* DATA FOR THIS EXERCISE:
--- --- ---

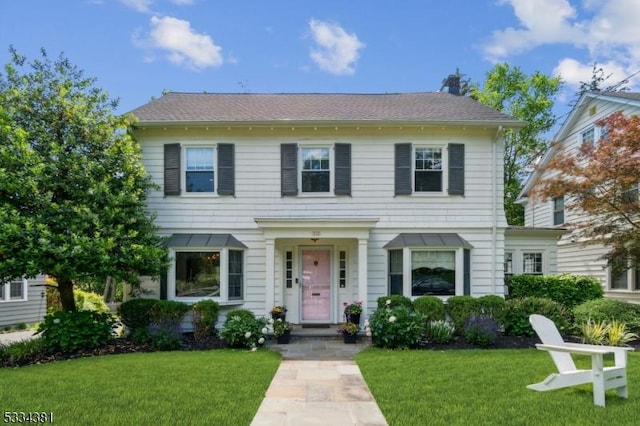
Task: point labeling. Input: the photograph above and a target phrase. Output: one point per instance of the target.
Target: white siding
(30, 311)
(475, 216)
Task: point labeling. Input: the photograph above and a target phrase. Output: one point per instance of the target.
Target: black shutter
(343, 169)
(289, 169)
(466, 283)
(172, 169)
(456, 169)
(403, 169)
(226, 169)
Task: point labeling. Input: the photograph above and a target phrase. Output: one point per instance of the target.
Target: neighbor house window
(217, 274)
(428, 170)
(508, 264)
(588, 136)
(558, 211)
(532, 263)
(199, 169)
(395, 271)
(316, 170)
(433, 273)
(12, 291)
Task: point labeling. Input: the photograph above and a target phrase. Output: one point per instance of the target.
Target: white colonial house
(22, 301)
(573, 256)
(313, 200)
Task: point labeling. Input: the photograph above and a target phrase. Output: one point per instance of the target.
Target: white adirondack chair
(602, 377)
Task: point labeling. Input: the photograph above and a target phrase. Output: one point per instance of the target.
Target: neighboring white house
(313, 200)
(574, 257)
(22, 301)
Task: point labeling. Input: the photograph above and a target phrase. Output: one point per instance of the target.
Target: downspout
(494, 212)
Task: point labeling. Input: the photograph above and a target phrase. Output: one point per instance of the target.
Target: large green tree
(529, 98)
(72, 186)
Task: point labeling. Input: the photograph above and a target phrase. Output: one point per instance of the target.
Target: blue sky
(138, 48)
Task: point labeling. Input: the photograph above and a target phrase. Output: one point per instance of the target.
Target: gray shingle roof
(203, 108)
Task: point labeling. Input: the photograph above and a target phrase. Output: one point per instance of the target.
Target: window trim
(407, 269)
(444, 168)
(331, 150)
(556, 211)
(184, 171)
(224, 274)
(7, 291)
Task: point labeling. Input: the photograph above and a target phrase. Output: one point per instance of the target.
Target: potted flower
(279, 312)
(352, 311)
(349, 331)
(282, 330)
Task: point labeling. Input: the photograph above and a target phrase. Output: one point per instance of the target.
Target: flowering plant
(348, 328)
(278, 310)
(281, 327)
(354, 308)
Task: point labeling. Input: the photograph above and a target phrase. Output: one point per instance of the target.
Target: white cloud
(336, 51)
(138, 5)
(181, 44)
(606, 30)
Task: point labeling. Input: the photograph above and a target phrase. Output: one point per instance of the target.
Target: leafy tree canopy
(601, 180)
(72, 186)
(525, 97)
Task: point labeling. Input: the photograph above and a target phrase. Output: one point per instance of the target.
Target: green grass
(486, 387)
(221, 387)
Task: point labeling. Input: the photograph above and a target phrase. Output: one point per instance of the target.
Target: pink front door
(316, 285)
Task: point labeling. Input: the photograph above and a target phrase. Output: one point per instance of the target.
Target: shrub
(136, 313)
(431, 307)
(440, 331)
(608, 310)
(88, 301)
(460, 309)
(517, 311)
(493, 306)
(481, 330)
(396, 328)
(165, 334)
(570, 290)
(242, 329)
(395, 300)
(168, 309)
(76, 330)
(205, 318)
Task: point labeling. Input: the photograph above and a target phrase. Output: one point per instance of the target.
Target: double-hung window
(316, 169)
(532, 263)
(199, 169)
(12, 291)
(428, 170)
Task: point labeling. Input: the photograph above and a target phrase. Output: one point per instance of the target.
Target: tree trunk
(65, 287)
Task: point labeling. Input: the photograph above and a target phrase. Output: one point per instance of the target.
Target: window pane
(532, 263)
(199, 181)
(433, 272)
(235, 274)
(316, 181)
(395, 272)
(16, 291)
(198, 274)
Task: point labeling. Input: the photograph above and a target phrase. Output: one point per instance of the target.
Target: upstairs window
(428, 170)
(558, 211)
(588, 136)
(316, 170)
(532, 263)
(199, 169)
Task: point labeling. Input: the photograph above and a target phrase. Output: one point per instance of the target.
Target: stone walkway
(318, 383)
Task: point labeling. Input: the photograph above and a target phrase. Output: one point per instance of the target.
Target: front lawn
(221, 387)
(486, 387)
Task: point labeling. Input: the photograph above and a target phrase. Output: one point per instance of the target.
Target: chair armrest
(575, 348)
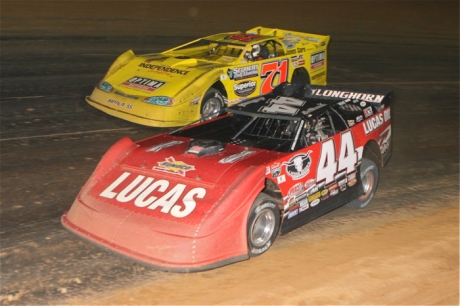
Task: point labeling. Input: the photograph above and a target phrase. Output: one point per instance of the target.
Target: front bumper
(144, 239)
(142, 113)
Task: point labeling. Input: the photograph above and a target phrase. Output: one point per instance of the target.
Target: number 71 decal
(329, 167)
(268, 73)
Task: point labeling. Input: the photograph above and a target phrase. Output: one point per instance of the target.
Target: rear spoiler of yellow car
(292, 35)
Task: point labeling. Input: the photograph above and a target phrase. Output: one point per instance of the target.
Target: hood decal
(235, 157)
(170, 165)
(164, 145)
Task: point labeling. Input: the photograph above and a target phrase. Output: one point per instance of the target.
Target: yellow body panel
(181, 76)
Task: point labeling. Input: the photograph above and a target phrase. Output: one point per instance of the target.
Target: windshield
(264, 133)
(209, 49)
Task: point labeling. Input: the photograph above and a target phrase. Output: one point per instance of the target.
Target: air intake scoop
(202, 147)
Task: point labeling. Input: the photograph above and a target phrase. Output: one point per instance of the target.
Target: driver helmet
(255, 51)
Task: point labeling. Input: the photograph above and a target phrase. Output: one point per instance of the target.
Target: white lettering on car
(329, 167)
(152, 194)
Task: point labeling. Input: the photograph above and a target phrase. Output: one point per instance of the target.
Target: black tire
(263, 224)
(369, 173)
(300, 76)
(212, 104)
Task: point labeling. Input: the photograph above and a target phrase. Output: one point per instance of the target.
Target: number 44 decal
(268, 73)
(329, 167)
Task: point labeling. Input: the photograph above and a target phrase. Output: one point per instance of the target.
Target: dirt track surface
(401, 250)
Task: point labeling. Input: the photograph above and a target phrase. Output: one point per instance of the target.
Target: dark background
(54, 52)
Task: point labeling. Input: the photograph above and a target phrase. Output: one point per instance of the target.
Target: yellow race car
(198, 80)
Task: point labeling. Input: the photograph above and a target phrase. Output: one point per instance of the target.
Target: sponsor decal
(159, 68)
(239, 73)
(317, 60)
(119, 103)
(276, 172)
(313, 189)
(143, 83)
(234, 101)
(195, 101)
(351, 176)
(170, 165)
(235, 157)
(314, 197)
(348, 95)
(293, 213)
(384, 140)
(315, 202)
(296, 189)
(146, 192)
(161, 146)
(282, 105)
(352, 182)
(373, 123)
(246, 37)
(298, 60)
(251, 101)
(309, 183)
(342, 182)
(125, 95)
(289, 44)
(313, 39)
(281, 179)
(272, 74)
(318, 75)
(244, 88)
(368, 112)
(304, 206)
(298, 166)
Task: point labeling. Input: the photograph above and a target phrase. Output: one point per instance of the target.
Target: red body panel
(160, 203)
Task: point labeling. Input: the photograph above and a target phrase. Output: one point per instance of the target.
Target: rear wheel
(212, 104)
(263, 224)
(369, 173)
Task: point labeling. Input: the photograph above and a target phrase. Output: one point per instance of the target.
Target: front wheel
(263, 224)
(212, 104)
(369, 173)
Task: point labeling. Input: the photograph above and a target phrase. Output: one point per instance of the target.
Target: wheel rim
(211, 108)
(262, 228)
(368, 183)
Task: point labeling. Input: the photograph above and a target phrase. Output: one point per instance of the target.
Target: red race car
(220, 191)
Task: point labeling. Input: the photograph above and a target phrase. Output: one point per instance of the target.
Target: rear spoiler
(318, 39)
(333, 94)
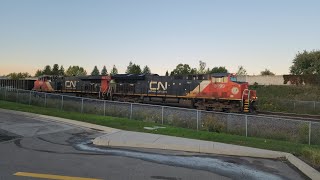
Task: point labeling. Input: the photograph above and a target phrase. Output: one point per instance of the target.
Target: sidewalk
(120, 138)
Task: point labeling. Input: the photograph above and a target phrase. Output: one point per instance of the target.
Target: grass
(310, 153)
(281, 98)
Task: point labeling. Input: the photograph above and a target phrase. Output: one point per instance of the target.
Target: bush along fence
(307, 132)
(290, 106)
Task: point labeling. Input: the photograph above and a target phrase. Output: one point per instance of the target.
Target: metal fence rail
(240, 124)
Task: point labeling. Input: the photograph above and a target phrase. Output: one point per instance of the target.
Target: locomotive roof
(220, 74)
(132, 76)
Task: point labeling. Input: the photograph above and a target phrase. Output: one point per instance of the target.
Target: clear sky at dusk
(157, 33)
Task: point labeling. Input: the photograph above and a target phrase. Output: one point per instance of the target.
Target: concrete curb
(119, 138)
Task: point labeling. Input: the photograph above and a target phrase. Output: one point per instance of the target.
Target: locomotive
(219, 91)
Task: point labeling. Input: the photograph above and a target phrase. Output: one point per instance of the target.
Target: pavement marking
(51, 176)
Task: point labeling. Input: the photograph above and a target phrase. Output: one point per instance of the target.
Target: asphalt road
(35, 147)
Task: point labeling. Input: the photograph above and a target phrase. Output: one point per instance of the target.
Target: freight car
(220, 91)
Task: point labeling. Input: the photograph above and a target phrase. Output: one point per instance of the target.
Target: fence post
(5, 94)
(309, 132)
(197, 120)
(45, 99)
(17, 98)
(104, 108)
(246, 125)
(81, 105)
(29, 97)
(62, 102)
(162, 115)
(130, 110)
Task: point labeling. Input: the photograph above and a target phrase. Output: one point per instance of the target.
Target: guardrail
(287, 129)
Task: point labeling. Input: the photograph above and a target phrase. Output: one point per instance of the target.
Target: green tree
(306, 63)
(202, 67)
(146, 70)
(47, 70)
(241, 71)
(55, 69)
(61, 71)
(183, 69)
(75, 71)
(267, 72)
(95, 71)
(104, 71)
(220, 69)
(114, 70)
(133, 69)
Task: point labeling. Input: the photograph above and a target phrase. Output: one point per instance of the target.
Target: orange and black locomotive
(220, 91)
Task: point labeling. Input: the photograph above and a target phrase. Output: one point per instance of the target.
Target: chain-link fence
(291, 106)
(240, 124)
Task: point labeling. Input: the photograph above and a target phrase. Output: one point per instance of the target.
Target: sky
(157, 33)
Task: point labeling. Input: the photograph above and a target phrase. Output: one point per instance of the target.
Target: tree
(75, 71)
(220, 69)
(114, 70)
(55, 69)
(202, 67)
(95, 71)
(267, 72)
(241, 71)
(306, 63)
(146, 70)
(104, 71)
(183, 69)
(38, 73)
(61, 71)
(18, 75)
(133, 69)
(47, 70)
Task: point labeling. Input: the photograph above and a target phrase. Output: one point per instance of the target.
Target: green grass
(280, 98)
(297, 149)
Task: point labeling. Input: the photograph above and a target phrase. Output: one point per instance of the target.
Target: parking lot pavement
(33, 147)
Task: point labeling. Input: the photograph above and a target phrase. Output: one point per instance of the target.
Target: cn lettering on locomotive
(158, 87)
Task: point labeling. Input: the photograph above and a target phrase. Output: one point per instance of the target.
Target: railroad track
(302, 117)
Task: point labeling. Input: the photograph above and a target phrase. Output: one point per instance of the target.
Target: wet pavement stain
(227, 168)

--- --- ---

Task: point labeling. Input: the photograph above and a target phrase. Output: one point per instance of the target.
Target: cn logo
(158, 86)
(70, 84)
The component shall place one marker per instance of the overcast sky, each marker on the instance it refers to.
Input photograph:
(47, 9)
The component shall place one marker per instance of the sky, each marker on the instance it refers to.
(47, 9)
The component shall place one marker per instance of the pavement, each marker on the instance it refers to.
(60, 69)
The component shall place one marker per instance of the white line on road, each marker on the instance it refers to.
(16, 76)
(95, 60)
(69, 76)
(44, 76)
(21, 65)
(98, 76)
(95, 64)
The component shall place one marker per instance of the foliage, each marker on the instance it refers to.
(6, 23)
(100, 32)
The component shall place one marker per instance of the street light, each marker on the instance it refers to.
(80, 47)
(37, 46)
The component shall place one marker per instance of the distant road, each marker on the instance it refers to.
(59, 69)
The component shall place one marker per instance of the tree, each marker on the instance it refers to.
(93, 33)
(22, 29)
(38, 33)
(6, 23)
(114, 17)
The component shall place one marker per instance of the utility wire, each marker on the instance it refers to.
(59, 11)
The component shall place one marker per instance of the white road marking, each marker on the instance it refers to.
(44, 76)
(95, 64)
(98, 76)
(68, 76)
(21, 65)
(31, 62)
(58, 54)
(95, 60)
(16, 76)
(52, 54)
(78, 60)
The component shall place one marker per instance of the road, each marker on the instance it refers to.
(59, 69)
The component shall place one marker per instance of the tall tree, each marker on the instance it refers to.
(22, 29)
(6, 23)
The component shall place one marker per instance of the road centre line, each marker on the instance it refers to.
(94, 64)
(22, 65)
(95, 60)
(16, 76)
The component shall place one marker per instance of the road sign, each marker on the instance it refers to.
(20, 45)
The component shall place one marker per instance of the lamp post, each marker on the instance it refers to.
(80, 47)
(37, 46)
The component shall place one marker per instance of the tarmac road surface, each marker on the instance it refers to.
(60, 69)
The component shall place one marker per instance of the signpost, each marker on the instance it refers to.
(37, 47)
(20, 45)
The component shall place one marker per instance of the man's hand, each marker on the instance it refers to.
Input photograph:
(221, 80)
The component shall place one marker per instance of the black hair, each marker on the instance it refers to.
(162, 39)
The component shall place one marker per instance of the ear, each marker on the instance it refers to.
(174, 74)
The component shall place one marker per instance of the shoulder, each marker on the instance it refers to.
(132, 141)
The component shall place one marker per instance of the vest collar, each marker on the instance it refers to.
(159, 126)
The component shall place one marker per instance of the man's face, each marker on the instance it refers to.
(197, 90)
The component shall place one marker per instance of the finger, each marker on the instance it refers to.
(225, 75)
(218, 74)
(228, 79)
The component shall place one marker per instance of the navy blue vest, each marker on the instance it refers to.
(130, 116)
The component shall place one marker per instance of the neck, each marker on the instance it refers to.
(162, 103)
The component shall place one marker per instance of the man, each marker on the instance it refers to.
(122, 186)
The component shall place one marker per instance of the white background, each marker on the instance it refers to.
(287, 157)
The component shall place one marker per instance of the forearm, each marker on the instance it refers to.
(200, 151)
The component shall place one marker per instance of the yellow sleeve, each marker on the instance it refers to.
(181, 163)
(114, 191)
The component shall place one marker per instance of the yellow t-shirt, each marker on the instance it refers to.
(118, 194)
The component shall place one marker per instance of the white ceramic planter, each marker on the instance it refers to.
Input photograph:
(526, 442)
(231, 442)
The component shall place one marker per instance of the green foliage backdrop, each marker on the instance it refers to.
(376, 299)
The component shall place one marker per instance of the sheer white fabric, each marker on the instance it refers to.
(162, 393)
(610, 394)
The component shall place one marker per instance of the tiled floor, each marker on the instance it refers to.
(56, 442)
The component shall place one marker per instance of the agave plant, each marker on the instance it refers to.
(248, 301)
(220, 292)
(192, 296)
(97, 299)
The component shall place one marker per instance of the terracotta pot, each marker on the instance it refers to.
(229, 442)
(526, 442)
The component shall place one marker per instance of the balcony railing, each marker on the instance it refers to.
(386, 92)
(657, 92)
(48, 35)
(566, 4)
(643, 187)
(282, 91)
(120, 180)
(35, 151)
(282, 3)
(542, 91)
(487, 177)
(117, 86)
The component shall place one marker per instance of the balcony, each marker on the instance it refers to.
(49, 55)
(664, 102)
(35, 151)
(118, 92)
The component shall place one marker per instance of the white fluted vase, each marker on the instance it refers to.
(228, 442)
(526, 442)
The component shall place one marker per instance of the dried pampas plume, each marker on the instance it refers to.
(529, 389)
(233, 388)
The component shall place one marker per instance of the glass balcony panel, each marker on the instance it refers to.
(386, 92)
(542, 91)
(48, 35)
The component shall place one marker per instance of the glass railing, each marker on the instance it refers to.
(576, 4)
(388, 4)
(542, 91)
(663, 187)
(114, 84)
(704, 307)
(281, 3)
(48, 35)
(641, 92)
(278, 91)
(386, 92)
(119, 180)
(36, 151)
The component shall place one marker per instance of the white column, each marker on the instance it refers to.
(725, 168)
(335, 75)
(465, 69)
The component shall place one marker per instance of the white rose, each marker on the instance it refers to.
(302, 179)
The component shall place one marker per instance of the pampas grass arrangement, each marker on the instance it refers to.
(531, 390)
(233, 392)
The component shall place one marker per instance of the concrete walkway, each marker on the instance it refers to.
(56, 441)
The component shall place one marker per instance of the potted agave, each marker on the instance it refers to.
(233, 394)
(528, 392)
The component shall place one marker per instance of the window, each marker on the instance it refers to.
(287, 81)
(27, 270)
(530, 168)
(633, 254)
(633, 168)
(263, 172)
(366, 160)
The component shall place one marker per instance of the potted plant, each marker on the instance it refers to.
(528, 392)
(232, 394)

--- --- ---

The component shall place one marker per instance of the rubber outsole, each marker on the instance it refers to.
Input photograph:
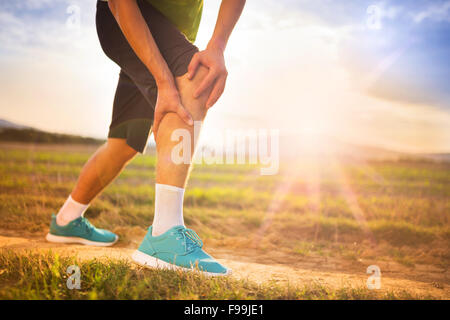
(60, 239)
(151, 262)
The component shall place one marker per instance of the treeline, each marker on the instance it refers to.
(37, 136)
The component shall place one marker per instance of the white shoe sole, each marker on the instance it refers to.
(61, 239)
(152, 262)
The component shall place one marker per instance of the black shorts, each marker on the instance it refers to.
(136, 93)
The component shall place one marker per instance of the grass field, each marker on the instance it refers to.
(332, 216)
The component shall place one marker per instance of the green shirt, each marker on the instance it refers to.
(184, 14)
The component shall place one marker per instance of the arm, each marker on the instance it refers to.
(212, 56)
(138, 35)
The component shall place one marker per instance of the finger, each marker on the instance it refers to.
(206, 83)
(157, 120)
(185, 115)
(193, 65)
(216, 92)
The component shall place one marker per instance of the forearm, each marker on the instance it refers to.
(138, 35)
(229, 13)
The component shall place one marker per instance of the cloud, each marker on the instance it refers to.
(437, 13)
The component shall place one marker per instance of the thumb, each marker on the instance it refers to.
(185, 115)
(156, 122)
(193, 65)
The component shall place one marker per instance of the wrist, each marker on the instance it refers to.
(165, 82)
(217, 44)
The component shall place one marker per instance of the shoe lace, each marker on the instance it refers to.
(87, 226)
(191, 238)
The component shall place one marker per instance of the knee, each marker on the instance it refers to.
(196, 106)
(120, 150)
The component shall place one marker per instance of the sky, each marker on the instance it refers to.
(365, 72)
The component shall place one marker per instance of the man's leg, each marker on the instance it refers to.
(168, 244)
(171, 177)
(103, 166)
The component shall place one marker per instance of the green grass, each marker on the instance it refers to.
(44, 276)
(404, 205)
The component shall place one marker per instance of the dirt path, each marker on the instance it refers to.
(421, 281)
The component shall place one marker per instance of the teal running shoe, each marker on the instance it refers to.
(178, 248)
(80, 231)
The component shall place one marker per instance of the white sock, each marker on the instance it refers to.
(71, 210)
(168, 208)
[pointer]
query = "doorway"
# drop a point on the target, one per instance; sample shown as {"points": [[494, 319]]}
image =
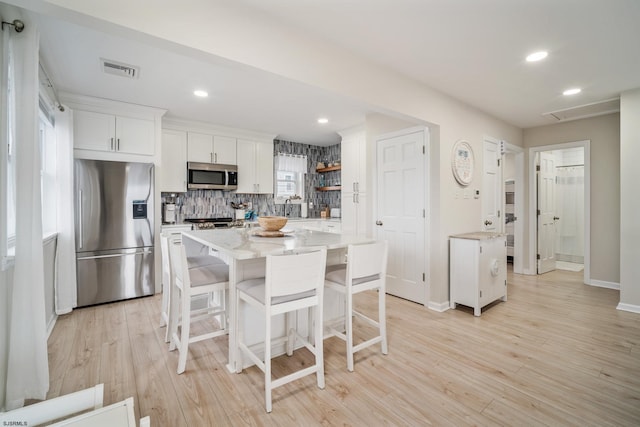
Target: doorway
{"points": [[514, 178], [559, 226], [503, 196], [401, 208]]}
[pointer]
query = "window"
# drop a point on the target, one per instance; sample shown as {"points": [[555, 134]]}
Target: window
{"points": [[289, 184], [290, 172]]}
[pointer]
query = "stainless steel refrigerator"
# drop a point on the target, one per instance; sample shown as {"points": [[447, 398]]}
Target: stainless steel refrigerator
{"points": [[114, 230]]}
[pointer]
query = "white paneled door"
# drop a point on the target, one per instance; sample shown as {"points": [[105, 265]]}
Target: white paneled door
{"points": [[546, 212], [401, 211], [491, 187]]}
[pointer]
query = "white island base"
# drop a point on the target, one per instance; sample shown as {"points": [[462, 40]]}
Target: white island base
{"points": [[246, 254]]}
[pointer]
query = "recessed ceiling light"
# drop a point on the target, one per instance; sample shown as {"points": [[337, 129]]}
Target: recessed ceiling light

--- --- ---

* INSTRUCTIONS TO FOLLOW:
Reply with nothing but the number of lines in the data above that contain "sample".

* SOLUTION BELOW:
6